### INPUT DATA

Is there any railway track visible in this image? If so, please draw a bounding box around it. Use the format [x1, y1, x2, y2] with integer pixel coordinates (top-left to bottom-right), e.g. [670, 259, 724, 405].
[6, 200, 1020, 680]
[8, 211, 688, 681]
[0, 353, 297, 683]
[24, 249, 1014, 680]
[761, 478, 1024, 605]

######

• TASK DIRECTIONS
Can you rewrite the data with "railway track" swapped for "train track", changing nothing else?

• SOLUTION
Is there any train track visible in this image? If so, please draw a bounding box around it. Use the format [x1, y1, x2, y2] with integer pixel coordinates (top-left to bottom-right), e.g. [670, 259, 724, 405].
[6, 200, 1020, 680]
[8, 211, 688, 681]
[0, 353, 297, 683]
[24, 249, 1014, 680]
[761, 478, 1024, 605]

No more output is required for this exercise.